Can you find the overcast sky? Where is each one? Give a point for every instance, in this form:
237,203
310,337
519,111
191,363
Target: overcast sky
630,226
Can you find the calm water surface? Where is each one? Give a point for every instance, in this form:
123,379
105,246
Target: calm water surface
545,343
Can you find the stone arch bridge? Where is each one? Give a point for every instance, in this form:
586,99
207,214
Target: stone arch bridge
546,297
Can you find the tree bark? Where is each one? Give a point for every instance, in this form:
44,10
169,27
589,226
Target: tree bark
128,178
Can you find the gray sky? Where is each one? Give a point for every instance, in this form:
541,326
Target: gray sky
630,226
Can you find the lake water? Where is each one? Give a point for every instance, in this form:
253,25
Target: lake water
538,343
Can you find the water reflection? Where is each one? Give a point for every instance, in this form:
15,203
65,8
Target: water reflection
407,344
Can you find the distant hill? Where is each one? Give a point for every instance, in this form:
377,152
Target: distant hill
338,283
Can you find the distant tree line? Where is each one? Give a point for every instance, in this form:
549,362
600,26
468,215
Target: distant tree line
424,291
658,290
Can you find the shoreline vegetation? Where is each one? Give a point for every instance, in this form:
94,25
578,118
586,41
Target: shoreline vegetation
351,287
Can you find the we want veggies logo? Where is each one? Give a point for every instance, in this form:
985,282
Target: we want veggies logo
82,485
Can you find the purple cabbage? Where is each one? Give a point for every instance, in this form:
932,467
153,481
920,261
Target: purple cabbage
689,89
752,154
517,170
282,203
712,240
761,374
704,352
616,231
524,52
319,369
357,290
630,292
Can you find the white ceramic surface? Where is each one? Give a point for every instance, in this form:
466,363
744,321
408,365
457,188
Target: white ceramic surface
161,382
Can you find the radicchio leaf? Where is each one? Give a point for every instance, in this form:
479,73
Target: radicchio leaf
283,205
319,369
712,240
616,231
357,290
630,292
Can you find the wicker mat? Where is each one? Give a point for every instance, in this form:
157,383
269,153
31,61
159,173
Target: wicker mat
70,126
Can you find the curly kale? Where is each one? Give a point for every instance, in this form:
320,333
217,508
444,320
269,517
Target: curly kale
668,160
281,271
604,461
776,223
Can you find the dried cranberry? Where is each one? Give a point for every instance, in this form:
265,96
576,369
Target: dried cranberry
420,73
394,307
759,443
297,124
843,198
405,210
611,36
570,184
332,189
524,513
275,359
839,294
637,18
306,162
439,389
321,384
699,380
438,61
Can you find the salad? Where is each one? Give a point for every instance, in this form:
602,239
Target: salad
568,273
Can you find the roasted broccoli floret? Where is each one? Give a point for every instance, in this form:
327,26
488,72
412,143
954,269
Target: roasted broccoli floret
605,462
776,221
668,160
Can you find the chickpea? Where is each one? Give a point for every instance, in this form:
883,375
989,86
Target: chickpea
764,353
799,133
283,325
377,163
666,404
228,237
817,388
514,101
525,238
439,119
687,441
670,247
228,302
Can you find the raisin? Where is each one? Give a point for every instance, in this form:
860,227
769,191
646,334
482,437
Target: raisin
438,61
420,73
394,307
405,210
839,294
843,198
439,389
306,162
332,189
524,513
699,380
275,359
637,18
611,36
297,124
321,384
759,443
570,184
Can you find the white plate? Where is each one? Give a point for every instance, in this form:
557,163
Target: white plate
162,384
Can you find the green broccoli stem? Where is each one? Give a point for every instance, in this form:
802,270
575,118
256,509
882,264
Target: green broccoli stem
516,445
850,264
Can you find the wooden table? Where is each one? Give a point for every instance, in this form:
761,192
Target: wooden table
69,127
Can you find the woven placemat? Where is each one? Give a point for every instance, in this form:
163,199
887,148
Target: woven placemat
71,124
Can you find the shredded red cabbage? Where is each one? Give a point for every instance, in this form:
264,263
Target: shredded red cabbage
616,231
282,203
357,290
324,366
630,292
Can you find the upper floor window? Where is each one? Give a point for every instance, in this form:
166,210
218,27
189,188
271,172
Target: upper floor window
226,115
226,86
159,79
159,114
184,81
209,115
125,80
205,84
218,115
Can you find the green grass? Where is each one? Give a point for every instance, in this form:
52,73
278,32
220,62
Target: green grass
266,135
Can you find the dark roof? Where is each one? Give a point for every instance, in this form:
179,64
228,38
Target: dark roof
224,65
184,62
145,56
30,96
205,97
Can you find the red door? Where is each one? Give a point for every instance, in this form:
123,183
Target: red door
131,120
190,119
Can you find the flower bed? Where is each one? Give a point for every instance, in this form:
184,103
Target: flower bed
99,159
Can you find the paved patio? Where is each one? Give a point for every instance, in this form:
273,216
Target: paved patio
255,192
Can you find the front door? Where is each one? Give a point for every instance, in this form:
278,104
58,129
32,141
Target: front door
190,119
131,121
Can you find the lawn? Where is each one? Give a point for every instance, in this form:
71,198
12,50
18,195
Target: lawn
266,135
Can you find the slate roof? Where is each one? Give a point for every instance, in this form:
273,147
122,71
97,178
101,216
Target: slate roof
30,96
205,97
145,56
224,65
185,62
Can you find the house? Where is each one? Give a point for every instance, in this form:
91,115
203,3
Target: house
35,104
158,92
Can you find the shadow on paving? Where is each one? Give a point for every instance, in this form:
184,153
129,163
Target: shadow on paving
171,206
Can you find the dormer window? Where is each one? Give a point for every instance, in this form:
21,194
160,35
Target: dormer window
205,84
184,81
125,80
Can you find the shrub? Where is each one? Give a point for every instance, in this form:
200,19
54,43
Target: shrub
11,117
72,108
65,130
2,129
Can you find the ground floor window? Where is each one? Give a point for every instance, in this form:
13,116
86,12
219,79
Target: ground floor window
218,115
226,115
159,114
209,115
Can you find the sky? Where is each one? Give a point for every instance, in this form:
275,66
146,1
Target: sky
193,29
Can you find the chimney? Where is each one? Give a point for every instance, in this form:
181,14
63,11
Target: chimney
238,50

::::

Rewrite the entries from the line with "Can you find the slate" through the end of the entries, changing "dormer window" to "roof window" and leaving everything else as it is.

• _Solution for this task_:
Can you find the slate roof? Where is each one? Give a point for every instance, in this form:
273,147
122,71
97,178
101,216
Target: slate roof
30,96
205,97
145,56
224,65
185,62
Can you find the house? Where is each one? Give a point for every instance, in this form:
91,115
203,3
Target: house
35,104
158,92
Can you find the shadow on paving? Where is each one? Give a point for every instance, in this form:
184,153
129,163
Target: shadow on paving
171,206
Can you find the roof window? Where is each one? Give a point for every instance, in this form:
21,194
160,35
Target: roof window
205,84
184,81
125,80
Can you find the shrub? Where is each one? Give a point for every instance, in this form:
200,19
54,43
Target: shrub
11,117
72,108
65,130
2,129
Can you find the ground floor window? Where is each one? Give a point for every instance, in this form:
13,116
86,12
219,79
Target: ground floor window
218,115
226,115
159,114
209,115
Can you find the sky? Where is each one? Give a point for every instance, in this form:
275,66
146,1
Target: sky
193,29
Can you find the chimney? Where is each one? Give a point for every instance, in this form:
181,14
63,11
Target: chimney
238,50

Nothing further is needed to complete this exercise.